== WHAT THE TASK ASKS ==
Turn all of the data below into a numbered list with one item per line, skipping blank lines. Leave the pictures out of your answer.

========================================================================

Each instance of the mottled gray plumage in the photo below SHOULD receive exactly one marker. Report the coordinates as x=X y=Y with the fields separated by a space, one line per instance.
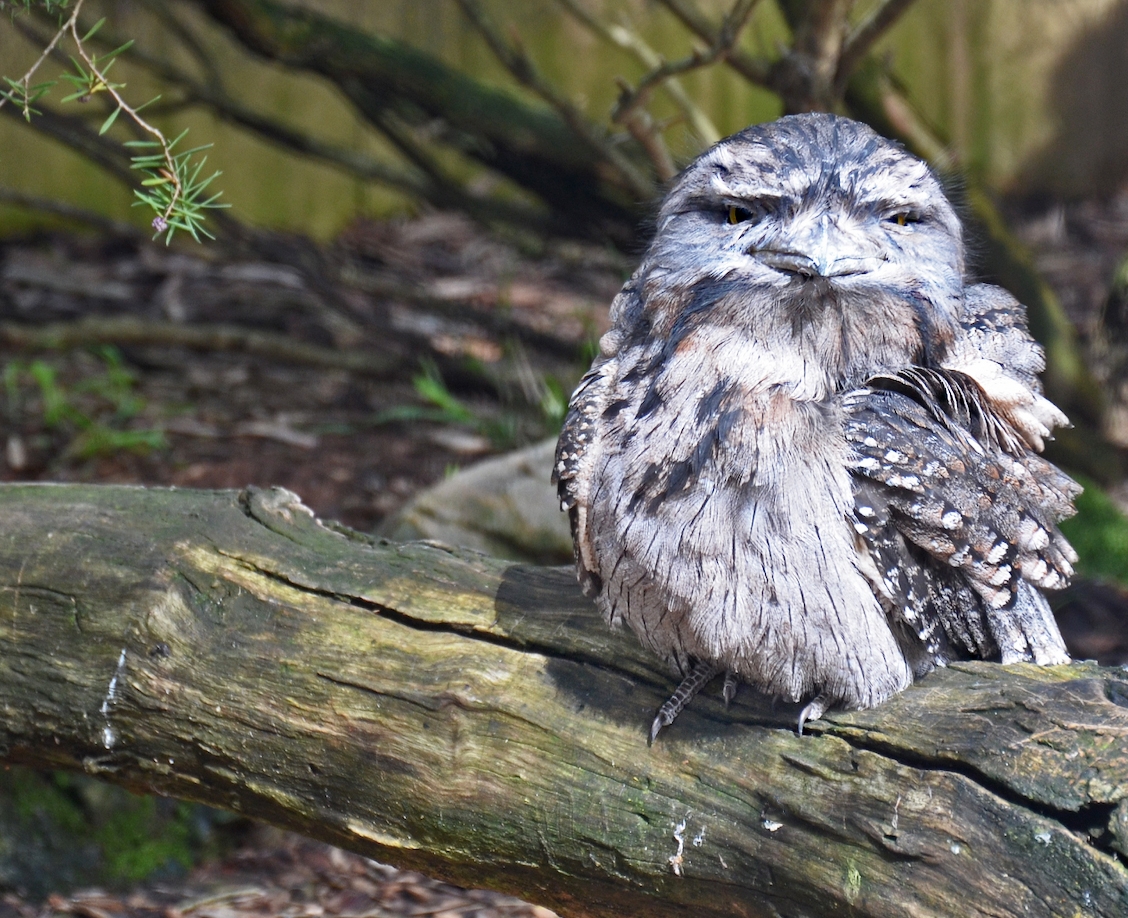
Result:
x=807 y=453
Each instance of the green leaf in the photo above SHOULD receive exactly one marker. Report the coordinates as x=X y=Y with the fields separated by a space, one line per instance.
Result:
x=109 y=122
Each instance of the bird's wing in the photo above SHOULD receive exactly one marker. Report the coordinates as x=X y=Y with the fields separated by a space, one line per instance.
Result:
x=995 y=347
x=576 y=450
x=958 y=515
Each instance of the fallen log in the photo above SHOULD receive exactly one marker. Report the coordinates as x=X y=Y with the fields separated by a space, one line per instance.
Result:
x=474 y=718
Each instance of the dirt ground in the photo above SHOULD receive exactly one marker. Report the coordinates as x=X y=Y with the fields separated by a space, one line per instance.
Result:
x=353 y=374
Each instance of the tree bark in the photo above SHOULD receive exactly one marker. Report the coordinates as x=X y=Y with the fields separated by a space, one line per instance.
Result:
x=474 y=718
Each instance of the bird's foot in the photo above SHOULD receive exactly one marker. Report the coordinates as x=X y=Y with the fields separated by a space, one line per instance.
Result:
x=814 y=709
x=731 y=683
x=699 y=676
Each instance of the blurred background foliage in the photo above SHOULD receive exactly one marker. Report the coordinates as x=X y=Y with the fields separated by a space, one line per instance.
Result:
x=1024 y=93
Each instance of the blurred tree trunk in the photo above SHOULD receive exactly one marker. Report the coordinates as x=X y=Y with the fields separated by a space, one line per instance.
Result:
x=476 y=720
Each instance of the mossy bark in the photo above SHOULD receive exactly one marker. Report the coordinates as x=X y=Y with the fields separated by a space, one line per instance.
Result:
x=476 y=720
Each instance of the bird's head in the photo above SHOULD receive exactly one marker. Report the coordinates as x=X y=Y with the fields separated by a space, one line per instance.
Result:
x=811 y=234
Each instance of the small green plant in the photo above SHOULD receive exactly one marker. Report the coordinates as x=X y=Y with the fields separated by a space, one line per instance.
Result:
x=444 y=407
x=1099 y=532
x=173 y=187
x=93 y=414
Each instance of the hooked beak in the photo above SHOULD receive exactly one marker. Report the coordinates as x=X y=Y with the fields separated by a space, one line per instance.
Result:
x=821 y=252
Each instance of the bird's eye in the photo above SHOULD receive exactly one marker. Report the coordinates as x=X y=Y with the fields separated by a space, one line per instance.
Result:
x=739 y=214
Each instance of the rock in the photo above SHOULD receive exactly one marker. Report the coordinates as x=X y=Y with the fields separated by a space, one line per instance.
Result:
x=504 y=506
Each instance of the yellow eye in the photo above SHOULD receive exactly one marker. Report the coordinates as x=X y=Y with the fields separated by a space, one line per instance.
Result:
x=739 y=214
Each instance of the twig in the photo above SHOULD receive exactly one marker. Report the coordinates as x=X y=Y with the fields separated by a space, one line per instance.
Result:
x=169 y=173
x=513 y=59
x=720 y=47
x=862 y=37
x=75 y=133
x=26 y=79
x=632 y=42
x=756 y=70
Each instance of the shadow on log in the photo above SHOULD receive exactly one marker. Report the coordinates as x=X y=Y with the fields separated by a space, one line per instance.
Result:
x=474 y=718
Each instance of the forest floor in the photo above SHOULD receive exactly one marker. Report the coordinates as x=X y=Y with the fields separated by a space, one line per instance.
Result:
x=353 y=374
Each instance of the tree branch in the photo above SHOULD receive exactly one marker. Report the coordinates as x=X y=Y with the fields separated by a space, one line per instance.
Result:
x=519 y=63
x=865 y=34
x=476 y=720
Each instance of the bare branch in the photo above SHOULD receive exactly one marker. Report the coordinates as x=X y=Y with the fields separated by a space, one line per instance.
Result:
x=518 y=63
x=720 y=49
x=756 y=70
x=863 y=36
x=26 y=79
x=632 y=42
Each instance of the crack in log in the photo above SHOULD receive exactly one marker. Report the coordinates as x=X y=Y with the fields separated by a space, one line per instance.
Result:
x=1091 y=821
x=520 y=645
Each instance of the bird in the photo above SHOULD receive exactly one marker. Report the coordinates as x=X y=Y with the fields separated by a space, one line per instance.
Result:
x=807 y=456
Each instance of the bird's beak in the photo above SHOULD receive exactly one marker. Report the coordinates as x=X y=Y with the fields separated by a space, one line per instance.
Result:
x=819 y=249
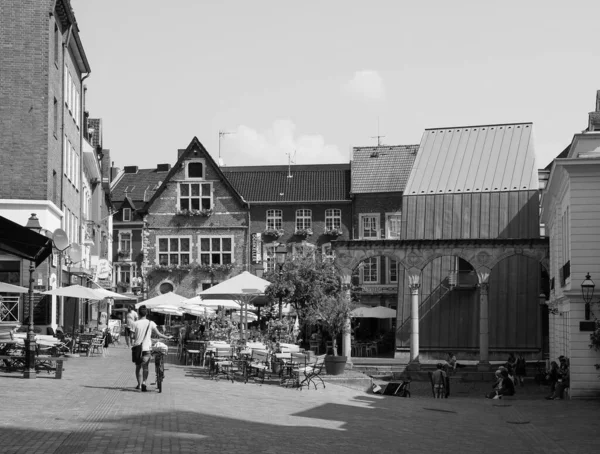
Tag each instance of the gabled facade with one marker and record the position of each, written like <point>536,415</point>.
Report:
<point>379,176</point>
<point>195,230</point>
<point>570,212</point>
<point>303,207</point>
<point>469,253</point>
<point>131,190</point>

========================================================================

== CORRECT OUTPUT ==
1. Each instance of the mottled gray plumage in the photo below SHOULD receive exactly one marker. Report the coordinates as x=X y=Y with the fields separated by a space, one line per instance.
2. Result:
3. x=807 y=453
4. Each instance of the green leaf in the photo above SHOULD receive exactly one marker. Report the coordinates as x=X y=Y with the fields separated by a space, one line per instance.
5. Result:
6. x=109 y=122
7. Each instance of the bird's wing in the photo above SHOULD receive exactly one marker. Report the coordinates as x=X y=Y with the fields separated by a space, one line per instance.
8. Result:
9. x=995 y=347
10. x=576 y=450
11. x=958 y=515
12. Each instance of the fallen log in the photo above SHOULD receive exactly one marker. Report the coordinates as x=X y=Y with the fields separated by a space, one line per instance.
13. Result:
14. x=474 y=718
15. Each instance of the dirt ground in the photo above SHOULD receive exactly one marker. Report the coordinates as x=X y=Y with the fields separated by a space, one line per instance.
16. Result:
17. x=353 y=374
18. Each instance of the tree bark in the photo above SHOULD receive exactly one marker. Report the coordinates as x=X y=Y with the fields separated by a space, one line per instance.
19. Result:
20. x=474 y=718
21. Each instance of the bird's foot in the photo above SHOULD receive exactly one marker. Report the coordinates as x=X y=Y with the fields separated by a space, one line per instance.
22. Result:
23. x=814 y=709
24. x=731 y=683
25. x=699 y=676
26. Each instance of the blurred background foliage in the photo above SHOULD receive exactly one marker. Report the coordinates as x=X y=Y with the fields separated by a space, one line per instance.
27. Result:
28. x=1024 y=93
29. Each instance of the blurred tree trunk in the photo above SHOULD receive exactly one marker. Report the coordinates as x=X y=Y with the fields separated by a space, one line per instance.
30. Result:
31. x=476 y=720
32. Each instance of the mossy bark in the photo above SHOULD receive exactly one marker. Report the coordinates as x=X y=Y with the fields separated by a space, one line per instance.
33. Result:
34. x=476 y=720
35. Each instance of the bird's head in the photo above SHOULD receive exactly one marker. Report the coordinates as x=X y=Y with the fields separated by a space, one line per instance.
36. Result:
37. x=811 y=234
38. Each instance of the small green plant in the photo above SHOULD receive exactly one marker. Report the coordinates as x=X y=Y with the fields separated by a space, one line per instance.
39. Result:
40. x=444 y=407
41. x=1099 y=532
42. x=173 y=187
43. x=93 y=414
44. Each instance of the hooked beak in the photo above SHOULD receive exactly one marker. Report the coordinates as x=X y=Y with the fields separated by a space, one line per instance.
45. Result:
46. x=821 y=252
47. Each instance of the bird's eye in the photo above SHOULD receive exactly one marker. Report the coordinates as x=X y=Y with the fields separated by a space, one line per instance.
48. Result:
49. x=739 y=214
50. Each instance of the rock in the photo above SHOULD receive exactly one marker. Report the coordinates as x=X y=Y with the fields separated by a space, one line per instance.
51. Result:
52. x=504 y=506
53. Each instance of the yellow eye in the photo above SHOULD receive exactly one marker. Report the coordinates as x=X y=Y with the fields separated by a space, one line per instance.
54. Result:
55. x=739 y=214
56. Each instance of the twig in the photo above SHOULD receive exactly one marker. Report the coordinates as x=X y=Y with the fields separated by a space, one line per instance.
57. Result:
58. x=169 y=173
59. x=513 y=59
60. x=720 y=47
61. x=862 y=37
62. x=75 y=133
63. x=26 y=79
64. x=632 y=42
65. x=756 y=70
66. Each instance of the shadow on log in the photo above SHOULD receive exactly one marker. Report the coordinates as x=X y=Y with the fields separated by a space, one line per instance.
67. Result:
68. x=474 y=718
69. Each instance of the forest floor in the photo above SHOULD receive exactly one marker. Report the coordinates as x=X y=Y with the fields separated by a space, one line per instance.
70. Result:
71. x=353 y=374
72. Each instance of the tree branch in the photo above SHOULD receive exactly one marker. Report the coordinates as x=X y=Y with the fields separated by a space, one line per instance.
73. Result:
74. x=519 y=63
75. x=865 y=34
76. x=476 y=720
77. Each instance of the bare branch in the photo above SHOULD receive exactly one marker. Report the coordinates as x=X y=Y with the fields separated by a space, one line per instance.
78. Result:
79. x=518 y=63
80. x=720 y=49
81. x=756 y=70
82. x=863 y=36
83. x=26 y=79
84. x=632 y=42
85. Each instance of the crack in log in the photo above SHOULD receive exactly one marker. Report the coordinates as x=X y=Y with the fields separated by a space, one line per instance.
86. Result:
87. x=1091 y=821
88. x=520 y=645
89. Each instance of the bird in the photo above SHOULD receive exactly one marker. Report the coordinates as x=X y=Y with the fields separated by a space, one line per instance.
90. Result:
91. x=807 y=456
92. Each instance of the bird's beak in the photo above SHOULD receive exactly one marker. Report the coordinates as x=X y=Y with the fields separated by a space, one line per instance.
93. Result:
94. x=819 y=249
95. Tag each instance of the gabled facade with one marker and record the position of each, written like <point>536,415</point>.
96. Report:
97. <point>379,176</point>
98. <point>195,230</point>
99. <point>570,212</point>
100. <point>303,207</point>
101. <point>469,253</point>
102. <point>131,190</point>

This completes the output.